MATERIAL SUPPLIED
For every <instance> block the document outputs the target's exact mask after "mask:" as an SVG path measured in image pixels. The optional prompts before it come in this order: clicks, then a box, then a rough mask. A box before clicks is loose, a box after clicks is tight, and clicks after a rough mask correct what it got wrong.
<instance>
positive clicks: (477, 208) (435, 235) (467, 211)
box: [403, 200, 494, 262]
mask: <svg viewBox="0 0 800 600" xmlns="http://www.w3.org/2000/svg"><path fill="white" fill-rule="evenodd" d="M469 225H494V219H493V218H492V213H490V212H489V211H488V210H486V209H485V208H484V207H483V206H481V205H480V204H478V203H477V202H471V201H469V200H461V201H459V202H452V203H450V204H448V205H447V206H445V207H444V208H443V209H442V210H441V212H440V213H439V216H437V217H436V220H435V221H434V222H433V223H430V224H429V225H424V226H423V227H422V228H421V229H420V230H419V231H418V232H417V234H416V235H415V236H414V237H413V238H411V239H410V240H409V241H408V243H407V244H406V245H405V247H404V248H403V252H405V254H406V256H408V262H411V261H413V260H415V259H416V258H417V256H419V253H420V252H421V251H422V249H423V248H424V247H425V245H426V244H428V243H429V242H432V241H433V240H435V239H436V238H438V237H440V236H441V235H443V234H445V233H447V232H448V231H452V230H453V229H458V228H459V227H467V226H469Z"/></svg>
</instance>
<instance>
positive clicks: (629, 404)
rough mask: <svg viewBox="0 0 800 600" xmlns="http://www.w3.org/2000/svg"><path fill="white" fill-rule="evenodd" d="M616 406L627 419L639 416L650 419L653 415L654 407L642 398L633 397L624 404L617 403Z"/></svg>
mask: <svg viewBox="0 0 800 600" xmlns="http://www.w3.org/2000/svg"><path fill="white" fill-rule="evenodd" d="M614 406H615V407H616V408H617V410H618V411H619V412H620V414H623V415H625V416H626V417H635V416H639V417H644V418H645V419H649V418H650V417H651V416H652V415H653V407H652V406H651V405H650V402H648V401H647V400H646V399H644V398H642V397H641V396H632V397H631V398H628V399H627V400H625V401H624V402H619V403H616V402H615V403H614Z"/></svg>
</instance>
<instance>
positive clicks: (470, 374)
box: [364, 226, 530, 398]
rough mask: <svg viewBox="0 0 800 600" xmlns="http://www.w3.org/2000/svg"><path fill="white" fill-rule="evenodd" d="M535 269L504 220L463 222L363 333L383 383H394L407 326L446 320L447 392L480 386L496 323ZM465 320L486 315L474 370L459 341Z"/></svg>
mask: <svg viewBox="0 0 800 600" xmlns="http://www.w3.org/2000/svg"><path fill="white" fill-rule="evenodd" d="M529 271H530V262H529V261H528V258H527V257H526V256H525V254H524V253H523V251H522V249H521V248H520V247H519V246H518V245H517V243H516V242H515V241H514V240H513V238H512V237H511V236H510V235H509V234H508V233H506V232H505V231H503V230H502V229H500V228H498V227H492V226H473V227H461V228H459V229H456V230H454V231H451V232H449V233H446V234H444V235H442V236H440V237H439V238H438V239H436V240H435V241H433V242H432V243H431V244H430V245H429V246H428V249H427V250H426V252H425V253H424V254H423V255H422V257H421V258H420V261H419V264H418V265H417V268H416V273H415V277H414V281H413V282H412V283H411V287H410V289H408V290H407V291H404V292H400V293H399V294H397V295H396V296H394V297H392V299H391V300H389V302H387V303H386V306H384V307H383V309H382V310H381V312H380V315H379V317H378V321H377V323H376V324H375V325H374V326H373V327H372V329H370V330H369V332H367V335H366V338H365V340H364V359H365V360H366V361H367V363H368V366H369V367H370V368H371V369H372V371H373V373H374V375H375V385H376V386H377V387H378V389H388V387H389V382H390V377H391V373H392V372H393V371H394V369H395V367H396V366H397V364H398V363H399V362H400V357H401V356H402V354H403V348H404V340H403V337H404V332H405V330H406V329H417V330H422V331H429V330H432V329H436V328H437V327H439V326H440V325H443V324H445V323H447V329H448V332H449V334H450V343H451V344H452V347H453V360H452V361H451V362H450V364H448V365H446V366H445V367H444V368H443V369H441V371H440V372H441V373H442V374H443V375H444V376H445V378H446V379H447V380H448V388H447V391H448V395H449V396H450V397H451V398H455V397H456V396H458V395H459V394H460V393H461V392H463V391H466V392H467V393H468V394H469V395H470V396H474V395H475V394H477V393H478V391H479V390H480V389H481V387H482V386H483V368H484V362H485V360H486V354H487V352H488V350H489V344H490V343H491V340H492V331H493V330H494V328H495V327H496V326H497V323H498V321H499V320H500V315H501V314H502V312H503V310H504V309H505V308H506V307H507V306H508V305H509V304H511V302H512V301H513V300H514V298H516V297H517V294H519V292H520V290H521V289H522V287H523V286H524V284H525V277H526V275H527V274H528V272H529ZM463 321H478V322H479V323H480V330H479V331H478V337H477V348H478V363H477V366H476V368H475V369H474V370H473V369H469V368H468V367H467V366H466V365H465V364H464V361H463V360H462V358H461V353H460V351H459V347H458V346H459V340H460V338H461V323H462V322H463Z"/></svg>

EXERCISE INSTRUCTIONS
From the opening line of the data above through the line holding "positive clicks: (629, 404)", give every line again exactly as it stands.

SOLUTION TO THE EXERCISE
For every <instance> block the document outputs the target's exact mask after "mask:" as an SVG path measured in image pixels. The optional prompts before it come in this order: clicks, then a box, then a rough mask. A box before clicks is loose, a box after clicks is tight, and clicks after a rough mask correct what it got wrong.
<instance>
positive clicks: (477, 208) (435, 235) (467, 211)
box: [403, 200, 494, 262]
mask: <svg viewBox="0 0 800 600" xmlns="http://www.w3.org/2000/svg"><path fill="white" fill-rule="evenodd" d="M469 225H494V219H493V218H492V213H490V212H489V211H488V210H486V209H485V208H484V207H483V206H481V205H480V204H478V203H477V202H471V201H469V200H461V201H459V202H452V203H450V204H448V205H447V206H445V207H444V208H443V209H442V210H441V212H440V213H439V216H437V217H436V220H435V221H434V222H433V223H430V224H429V225H424V226H423V227H422V228H421V229H420V230H419V231H418V232H417V234H416V235H415V236H414V237H413V238H411V239H410V240H409V241H408V243H407V244H406V245H405V247H404V248H403V252H405V254H406V256H408V262H411V261H413V260H415V259H416V258H417V256H419V253H420V252H421V251H422V249H423V248H424V247H425V245H426V244H428V243H429V242H432V241H433V240H435V239H436V238H438V237H440V236H441V235H443V234H445V233H447V232H448V231H452V230H453V229H458V228H459V227H467V226H469Z"/></svg>
</instance>
<instance>
positive clicks: (629, 404)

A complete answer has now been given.